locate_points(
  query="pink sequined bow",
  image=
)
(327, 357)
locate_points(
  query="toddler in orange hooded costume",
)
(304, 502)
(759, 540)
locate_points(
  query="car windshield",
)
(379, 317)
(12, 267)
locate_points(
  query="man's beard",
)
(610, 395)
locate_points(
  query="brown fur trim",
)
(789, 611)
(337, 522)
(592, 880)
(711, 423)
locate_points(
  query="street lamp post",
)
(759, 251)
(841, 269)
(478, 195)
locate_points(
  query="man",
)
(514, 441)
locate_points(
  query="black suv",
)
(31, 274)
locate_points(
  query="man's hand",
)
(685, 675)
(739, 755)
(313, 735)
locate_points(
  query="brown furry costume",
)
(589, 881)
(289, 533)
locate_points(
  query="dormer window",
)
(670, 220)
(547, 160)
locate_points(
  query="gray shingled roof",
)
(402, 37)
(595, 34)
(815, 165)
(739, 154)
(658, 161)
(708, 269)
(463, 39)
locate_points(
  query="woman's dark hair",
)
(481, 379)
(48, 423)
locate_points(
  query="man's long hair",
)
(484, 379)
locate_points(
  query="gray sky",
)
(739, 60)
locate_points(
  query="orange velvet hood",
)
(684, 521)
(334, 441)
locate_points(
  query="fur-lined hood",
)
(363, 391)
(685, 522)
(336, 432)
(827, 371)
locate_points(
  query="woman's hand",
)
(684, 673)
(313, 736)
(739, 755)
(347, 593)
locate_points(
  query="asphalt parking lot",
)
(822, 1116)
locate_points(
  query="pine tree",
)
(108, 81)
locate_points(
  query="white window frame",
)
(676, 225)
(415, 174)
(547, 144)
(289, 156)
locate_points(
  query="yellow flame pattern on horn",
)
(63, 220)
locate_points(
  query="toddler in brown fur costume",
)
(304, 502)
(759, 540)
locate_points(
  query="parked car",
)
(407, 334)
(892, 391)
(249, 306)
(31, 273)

EXERCISE AIM:
Rewrite all of the records above, replacing every occurrence of "toddler" with "small child" and leaving everything else unchanged.

WRITTEN REPLY:
locate_points(
  query="pink sequined bow",
  image=
)
(327, 357)
locate_points(
  query="small child in orange hooded costume",
)
(304, 502)
(759, 540)
locate_points(
  query="car windshield",
)
(379, 317)
(12, 267)
locate_points(
  query="man's beard",
)
(610, 395)
locate_points(
  query="brown fur trim",
)
(789, 611)
(337, 522)
(592, 880)
(711, 423)
locate_points(
  query="street lamp post",
)
(759, 251)
(841, 269)
(478, 195)
locate_points(
  query="man",
)
(514, 441)
locate_points(
  query="black suv",
)
(31, 274)
locate_points(
  query="man's hand",
)
(685, 675)
(739, 755)
(313, 735)
locate_points(
  query="brown furry costume",
)
(589, 881)
(289, 533)
locate_points(
  query="dormer window",
)
(670, 220)
(547, 160)
locate_points(
  query="gray shingled roof",
)
(402, 37)
(595, 34)
(815, 165)
(739, 154)
(658, 161)
(708, 269)
(463, 39)
locate_points(
  query="woman's dark hair",
)
(481, 379)
(48, 423)
locate_points(
  query="man's long hair",
)
(484, 379)
locate_points(
  query="gray sky",
)
(739, 60)
locate_points(
  query="orange velvet hood",
)
(684, 521)
(334, 441)
locate_points(
  query="fur-lined hood",
)
(363, 391)
(685, 522)
(336, 432)
(827, 371)
locate_points(
  query="woman's hand",
)
(684, 673)
(313, 736)
(739, 755)
(347, 593)
locate_points(
  query="asphalt parking lot",
)
(822, 1116)
locate_points(
  query="pine tree",
)
(108, 81)
locate_points(
  query="white window frame",
)
(676, 225)
(415, 174)
(547, 144)
(289, 156)
locate_points(
  query="yellow flame pattern on horn",
)
(63, 220)
locate_points(
  query="small child in brown fur costume",
)
(304, 502)
(759, 540)
locate_points(
  query="parked car",
)
(407, 334)
(892, 391)
(249, 306)
(31, 273)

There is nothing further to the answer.